▶ ACTIVITY
Nothing but the lines from the one containing "Target: green moth" through the final line of the data should be repeated, and each must be exact.

---*---

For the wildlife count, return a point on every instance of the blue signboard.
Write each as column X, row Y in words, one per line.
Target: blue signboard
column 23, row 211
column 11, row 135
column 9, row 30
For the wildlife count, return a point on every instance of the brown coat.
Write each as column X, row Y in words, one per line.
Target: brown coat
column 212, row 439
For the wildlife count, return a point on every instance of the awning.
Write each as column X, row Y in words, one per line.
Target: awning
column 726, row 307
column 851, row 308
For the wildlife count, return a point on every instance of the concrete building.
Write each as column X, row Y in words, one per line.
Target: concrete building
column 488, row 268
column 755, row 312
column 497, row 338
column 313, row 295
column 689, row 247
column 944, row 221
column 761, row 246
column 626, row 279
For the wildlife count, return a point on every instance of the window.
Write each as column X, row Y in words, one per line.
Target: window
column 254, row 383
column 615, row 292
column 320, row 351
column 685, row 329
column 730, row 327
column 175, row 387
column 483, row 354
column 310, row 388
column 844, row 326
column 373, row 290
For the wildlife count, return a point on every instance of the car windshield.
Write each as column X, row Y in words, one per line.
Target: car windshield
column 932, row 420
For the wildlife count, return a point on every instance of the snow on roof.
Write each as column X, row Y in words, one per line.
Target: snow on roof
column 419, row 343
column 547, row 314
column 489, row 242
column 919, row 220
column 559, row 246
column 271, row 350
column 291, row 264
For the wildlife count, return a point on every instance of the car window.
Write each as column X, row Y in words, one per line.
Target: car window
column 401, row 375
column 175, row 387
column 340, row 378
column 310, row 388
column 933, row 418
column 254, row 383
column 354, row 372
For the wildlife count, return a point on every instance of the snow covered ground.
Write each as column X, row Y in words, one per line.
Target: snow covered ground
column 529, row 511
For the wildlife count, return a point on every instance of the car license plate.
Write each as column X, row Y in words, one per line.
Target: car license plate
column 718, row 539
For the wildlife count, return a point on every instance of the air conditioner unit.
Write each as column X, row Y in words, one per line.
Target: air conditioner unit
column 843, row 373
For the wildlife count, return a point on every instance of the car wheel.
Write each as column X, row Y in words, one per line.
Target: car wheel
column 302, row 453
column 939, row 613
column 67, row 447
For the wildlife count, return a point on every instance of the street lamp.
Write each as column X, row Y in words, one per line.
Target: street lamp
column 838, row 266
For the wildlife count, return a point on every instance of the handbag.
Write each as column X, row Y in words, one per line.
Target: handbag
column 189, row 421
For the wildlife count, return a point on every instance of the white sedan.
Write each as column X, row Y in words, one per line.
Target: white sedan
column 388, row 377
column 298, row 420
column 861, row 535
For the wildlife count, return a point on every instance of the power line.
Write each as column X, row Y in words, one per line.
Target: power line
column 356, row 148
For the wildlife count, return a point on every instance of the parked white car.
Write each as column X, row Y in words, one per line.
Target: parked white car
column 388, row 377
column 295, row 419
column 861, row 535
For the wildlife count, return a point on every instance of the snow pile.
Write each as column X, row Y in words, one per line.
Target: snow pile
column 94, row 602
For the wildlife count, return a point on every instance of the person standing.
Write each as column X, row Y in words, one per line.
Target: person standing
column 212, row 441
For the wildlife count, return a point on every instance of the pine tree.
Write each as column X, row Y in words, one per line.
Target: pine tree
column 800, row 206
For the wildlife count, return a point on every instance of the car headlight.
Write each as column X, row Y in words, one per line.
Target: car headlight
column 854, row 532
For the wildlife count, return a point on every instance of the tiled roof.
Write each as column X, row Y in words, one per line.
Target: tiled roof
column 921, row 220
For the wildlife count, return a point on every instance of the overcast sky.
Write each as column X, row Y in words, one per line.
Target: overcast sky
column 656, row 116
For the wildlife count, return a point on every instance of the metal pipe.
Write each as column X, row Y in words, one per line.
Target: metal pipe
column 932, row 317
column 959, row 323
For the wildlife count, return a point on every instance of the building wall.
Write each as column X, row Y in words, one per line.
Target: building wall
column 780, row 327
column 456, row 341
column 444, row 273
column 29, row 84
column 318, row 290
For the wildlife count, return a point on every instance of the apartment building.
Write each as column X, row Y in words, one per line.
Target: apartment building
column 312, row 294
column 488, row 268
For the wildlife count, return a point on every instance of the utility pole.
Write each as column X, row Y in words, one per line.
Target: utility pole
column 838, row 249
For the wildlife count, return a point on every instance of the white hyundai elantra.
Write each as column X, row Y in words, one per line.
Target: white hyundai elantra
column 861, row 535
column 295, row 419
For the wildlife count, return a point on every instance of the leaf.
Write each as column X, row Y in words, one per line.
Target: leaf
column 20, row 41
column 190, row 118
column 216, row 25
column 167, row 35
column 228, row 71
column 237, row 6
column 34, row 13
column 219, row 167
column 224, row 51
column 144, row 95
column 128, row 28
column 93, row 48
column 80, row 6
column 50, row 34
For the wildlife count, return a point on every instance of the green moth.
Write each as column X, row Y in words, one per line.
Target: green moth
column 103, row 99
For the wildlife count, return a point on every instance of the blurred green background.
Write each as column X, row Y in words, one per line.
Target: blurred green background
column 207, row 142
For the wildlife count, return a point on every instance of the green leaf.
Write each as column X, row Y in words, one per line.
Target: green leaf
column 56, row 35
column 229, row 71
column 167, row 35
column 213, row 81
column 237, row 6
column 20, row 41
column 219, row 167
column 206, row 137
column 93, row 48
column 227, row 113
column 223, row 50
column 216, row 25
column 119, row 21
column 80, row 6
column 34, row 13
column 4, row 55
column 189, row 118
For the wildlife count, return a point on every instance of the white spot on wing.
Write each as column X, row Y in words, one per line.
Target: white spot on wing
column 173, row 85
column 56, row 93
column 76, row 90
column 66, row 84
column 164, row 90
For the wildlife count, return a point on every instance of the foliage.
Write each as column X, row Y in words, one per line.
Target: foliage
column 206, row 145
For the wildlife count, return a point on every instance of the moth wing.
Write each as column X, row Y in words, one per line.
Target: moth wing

---*---

▶ THE ANSWER
Target: green moth
column 103, row 99
For the wildlife count, return a point on every instance of the blurred green background.
Write each as column X, row Y in words, one per line.
Target: blurred green background
column 207, row 142
For the wildlife count, return a point on every instance of the green leaf.
Write each as column X, row Y in words, one per line.
Target: green leaf
column 56, row 35
column 229, row 71
column 167, row 35
column 213, row 81
column 237, row 6
column 20, row 41
column 219, row 167
column 206, row 137
column 93, row 48
column 227, row 113
column 223, row 50
column 216, row 25
column 119, row 21
column 80, row 6
column 34, row 13
column 4, row 55
column 189, row 118
For the wildlife count, return a point on every instance of the white spot on wing.
Write each as column X, row Y in words, one per line.
Target: white spot on wing
column 173, row 85
column 56, row 93
column 76, row 90
column 66, row 84
column 164, row 90
For the wildlife count, return a point on every instance of the foliage.
Write each as column X, row Y in words, one per line.
Target: foliage
column 206, row 145
For the wildlife count, return a point on every instance of the moth wing.
Write each as column X, row Y in words, one per line.
Target: moth wing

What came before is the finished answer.